* begin RECORDS PROVIDED *

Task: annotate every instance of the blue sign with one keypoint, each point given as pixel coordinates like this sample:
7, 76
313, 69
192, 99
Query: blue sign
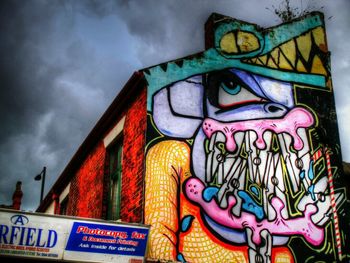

* end RECORDS PROVIDED *
* begin RECORDS PROVIDED *

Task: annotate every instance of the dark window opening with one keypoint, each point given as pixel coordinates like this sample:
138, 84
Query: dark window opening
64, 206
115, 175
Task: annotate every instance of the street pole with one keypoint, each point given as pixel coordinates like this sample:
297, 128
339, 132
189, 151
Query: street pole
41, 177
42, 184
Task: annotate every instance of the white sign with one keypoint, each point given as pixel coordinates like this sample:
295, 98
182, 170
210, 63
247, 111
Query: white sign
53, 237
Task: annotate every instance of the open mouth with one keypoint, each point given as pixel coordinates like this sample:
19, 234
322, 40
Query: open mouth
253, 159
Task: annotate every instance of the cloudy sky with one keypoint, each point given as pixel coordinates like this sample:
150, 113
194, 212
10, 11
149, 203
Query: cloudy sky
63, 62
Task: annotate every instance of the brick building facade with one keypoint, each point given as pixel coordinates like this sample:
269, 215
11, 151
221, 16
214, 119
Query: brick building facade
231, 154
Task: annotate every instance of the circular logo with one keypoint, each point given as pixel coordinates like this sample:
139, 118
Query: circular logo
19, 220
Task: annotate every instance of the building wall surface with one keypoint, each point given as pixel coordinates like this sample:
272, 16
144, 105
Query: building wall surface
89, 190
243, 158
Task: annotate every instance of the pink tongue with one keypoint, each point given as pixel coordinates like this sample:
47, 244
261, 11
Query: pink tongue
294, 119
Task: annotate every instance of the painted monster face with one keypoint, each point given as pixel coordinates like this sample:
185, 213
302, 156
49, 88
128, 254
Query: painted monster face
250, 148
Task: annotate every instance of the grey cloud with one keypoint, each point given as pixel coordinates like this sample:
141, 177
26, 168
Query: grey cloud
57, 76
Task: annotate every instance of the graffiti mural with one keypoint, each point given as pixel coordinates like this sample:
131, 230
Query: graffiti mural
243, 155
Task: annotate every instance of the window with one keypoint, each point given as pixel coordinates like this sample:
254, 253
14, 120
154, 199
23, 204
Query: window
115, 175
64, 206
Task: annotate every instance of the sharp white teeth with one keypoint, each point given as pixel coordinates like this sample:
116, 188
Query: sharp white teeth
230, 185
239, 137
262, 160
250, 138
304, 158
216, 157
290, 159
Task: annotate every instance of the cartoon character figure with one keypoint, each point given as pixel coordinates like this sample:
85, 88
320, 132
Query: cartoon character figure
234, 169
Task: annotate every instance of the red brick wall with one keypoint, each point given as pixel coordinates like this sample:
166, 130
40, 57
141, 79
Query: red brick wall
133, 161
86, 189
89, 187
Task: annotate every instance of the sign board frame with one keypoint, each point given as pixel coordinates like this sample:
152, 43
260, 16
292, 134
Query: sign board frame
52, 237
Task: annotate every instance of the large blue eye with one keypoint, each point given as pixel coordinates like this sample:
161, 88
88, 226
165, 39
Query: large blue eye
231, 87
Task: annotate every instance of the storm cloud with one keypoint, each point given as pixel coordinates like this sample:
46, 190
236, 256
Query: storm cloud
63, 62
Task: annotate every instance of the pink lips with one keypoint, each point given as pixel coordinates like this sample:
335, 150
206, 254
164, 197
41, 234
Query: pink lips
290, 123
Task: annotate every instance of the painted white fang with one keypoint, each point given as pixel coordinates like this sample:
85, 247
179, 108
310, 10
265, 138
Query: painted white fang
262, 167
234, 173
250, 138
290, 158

* end RECORDS PROVIDED *

Update the part that opens with the line containing "Task: annotate every instance of the blue" and closes with the line containing "Query: blue sign", replacing "blue sign" with "yellow sign" and leaving everything else unchanged. Give back only those lines.

EXPECTED ANSWER:
Task: annotate every instance of the yellow sign with one keypoint, each point given as pixel coordinates like this sample:
7, 76
313, 69
192, 99
Query: yellow sign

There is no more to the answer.